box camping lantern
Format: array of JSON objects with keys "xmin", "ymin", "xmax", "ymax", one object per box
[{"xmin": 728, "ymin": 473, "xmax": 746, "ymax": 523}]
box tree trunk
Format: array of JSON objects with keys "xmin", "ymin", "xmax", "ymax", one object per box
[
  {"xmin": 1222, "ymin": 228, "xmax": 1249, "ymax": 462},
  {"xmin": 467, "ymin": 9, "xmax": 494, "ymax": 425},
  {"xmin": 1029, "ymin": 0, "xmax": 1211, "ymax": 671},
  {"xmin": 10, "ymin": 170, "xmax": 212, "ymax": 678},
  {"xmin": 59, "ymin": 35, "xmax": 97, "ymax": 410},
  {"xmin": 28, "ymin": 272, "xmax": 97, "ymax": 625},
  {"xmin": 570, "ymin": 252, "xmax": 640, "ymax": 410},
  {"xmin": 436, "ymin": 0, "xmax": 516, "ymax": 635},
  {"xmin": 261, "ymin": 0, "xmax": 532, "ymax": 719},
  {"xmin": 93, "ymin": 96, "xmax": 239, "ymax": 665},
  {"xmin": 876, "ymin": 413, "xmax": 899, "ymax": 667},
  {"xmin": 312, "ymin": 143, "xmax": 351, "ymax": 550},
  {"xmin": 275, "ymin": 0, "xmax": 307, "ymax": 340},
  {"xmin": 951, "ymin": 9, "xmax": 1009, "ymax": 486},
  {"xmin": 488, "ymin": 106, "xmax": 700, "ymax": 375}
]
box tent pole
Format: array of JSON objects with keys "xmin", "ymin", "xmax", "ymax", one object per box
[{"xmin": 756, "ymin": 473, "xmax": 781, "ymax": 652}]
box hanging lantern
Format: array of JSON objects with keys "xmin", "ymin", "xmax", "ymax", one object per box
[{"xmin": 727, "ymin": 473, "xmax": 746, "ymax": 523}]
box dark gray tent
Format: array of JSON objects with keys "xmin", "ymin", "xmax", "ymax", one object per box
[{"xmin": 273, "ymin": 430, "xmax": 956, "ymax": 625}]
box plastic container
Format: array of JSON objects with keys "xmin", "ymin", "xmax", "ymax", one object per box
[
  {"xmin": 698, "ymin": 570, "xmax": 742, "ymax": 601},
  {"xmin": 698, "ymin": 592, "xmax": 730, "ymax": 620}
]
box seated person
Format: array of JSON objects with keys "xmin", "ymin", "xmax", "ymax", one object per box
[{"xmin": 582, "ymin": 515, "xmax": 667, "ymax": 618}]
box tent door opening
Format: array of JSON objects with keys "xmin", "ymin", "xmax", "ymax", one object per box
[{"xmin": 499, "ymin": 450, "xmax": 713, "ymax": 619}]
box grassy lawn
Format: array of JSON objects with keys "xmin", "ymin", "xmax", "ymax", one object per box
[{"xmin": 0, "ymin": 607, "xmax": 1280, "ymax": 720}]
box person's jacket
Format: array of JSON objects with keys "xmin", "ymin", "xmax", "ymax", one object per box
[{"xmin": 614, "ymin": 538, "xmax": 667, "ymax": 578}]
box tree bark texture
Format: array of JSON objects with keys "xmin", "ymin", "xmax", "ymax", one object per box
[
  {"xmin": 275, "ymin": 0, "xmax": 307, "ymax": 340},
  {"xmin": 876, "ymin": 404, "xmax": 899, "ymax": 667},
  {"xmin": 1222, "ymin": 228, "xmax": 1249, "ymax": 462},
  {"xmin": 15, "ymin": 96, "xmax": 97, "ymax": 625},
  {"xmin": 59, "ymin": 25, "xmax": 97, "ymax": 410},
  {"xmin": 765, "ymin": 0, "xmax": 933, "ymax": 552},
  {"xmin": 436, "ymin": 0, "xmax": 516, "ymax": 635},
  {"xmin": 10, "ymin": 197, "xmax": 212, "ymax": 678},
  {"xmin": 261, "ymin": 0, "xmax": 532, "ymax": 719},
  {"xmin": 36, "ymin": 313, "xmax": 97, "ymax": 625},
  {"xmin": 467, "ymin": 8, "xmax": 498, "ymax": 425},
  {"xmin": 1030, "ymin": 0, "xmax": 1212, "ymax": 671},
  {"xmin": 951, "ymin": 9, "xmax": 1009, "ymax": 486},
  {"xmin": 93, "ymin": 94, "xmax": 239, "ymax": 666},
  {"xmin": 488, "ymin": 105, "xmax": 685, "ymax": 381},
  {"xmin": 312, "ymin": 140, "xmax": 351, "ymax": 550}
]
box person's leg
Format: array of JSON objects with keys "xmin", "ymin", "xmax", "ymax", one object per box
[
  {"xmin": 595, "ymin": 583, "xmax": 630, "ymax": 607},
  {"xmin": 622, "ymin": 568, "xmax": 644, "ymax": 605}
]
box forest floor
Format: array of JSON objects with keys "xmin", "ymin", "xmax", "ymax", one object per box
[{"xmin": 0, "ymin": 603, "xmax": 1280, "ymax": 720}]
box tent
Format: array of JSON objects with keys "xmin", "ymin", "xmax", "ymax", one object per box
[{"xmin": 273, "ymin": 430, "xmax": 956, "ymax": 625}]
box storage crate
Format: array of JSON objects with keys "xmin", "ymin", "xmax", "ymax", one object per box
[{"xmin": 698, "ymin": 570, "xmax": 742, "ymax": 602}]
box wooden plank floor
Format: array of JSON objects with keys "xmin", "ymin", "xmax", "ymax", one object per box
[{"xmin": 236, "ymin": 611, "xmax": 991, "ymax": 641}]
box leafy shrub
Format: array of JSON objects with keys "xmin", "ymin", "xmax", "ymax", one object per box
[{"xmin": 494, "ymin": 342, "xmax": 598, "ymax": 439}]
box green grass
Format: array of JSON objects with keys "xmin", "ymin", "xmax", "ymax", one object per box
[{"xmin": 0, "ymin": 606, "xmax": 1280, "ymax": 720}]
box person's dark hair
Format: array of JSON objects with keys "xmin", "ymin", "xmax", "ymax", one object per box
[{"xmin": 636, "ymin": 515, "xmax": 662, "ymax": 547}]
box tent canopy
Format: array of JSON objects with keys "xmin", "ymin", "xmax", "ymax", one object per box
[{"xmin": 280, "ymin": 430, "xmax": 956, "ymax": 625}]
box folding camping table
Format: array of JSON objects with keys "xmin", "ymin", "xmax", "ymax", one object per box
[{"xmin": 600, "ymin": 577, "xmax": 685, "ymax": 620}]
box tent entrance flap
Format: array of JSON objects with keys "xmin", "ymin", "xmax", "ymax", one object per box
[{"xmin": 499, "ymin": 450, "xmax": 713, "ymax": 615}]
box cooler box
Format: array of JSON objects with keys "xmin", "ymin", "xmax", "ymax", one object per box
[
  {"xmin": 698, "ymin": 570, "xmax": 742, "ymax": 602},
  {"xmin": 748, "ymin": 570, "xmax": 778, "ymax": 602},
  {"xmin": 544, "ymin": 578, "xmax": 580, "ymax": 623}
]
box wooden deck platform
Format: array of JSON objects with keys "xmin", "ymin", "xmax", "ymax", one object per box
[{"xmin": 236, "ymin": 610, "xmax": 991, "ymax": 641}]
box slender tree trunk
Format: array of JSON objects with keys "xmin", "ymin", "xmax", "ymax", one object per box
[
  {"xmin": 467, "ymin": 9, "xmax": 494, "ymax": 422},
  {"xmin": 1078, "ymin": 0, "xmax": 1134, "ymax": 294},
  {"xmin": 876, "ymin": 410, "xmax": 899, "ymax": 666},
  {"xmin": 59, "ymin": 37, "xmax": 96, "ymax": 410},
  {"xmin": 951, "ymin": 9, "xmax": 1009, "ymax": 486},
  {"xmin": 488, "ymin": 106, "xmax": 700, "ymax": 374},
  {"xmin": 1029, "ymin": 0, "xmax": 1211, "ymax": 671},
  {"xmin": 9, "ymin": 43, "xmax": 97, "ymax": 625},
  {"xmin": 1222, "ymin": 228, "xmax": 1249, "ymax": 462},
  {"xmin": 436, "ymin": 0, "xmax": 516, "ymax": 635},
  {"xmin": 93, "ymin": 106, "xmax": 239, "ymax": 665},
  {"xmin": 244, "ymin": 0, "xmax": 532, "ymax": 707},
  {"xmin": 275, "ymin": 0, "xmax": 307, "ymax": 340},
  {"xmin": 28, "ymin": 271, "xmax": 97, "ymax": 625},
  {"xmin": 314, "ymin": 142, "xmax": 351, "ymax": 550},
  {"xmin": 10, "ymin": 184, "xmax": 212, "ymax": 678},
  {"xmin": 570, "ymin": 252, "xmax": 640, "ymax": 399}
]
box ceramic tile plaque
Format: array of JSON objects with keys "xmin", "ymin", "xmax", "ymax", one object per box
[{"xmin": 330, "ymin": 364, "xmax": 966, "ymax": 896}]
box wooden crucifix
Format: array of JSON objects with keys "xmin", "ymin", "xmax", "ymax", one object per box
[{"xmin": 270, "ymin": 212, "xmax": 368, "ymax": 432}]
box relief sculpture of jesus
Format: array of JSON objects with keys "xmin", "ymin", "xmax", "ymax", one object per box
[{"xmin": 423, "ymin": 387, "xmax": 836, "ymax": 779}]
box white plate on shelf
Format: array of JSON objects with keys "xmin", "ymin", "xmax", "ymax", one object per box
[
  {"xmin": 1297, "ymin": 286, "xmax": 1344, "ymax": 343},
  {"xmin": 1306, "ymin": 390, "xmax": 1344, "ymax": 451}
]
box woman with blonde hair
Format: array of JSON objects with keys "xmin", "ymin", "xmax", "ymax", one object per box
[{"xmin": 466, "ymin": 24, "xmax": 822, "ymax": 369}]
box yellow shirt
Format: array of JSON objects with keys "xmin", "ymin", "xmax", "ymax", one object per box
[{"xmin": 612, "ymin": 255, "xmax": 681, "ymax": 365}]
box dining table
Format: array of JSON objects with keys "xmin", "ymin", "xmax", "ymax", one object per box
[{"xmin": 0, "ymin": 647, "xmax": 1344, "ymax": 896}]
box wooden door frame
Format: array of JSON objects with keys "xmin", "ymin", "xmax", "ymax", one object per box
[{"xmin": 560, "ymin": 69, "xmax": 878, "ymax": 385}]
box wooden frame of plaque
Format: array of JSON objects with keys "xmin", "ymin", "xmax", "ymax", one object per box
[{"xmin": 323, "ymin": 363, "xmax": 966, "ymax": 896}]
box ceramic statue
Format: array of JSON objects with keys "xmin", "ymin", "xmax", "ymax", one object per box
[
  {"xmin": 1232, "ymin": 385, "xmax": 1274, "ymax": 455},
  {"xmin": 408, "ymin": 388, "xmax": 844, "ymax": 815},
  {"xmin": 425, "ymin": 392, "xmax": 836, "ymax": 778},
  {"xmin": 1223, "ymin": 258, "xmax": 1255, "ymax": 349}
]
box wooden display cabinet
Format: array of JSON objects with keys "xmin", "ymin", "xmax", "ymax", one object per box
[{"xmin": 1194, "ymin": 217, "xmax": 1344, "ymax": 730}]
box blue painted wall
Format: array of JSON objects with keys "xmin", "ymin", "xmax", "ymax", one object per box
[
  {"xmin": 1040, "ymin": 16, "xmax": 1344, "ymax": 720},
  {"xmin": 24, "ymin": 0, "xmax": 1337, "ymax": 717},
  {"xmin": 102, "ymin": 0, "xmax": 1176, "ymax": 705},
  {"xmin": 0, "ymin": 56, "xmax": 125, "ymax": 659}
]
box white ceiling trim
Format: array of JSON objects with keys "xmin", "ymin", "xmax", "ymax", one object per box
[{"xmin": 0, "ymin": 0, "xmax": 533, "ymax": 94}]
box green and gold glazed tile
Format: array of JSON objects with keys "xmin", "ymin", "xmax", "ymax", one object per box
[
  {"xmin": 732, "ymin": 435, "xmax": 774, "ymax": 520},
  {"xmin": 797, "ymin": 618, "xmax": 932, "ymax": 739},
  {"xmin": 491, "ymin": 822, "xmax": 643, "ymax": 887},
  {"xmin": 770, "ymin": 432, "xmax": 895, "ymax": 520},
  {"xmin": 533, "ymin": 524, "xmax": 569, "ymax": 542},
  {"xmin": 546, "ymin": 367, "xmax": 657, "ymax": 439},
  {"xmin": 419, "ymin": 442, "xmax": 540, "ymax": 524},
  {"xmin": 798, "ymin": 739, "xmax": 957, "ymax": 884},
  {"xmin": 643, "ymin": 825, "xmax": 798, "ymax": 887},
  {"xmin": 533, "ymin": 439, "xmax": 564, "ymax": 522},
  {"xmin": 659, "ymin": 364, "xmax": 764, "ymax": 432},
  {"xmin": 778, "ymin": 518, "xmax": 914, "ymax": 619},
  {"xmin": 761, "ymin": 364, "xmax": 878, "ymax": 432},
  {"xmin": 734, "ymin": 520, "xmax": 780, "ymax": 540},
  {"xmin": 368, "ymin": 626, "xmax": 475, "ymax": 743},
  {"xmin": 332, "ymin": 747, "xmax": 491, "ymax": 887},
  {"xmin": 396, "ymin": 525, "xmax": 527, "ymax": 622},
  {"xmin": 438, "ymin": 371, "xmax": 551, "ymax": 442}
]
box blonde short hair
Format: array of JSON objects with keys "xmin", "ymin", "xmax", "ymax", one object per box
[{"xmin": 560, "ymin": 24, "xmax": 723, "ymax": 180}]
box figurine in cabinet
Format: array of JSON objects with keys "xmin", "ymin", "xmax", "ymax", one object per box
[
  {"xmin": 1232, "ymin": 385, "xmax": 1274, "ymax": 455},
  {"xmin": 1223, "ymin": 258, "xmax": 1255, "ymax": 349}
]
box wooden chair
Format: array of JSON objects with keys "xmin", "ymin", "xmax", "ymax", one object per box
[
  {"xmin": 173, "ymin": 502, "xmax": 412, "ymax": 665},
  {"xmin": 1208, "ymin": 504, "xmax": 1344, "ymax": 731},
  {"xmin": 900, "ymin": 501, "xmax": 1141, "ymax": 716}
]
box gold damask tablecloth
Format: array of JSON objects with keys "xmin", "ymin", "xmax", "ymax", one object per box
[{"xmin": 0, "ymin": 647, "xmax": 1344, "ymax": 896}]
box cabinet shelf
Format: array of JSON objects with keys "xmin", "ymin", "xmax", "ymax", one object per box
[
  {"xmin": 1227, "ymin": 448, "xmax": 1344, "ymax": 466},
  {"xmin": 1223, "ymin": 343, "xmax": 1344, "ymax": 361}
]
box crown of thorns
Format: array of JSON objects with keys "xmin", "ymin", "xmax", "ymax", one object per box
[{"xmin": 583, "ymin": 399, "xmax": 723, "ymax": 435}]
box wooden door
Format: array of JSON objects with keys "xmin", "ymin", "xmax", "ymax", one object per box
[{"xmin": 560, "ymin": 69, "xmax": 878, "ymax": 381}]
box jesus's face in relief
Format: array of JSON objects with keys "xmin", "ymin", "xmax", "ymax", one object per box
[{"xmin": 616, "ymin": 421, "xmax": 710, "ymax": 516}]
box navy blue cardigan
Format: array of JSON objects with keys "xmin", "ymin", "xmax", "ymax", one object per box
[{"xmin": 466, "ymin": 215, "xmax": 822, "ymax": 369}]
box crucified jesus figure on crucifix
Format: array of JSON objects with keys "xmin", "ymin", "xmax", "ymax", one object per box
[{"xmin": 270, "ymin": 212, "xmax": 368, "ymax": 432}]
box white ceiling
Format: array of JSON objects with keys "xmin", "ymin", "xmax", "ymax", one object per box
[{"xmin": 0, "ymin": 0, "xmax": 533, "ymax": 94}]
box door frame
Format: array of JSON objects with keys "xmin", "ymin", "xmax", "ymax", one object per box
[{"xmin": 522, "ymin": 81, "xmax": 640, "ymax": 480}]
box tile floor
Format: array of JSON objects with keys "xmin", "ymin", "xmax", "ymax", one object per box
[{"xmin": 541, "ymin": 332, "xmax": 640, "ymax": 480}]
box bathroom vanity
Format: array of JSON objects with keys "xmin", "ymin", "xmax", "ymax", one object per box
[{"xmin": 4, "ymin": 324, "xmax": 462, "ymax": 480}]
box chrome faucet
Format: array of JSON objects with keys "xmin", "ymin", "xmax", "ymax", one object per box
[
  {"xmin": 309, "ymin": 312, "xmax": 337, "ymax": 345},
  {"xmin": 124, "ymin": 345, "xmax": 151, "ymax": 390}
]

EXERCISE DESCRIPTION: Render the data from the line containing "box chrome faucet" through the last line as a JSON list of strings, with one string per line and blank lines left out.

THE SOLUTION:
[
  "box chrome faucet",
  "Format: array of JSON objects with keys \"xmin\", \"ymin\", \"xmax\", \"ymax\", one object per box",
  "[",
  "  {\"xmin\": 309, \"ymin\": 312, \"xmax\": 337, \"ymax\": 345},",
  "  {\"xmin\": 124, \"ymin\": 345, \"xmax\": 151, \"ymax\": 390}",
  "]"
]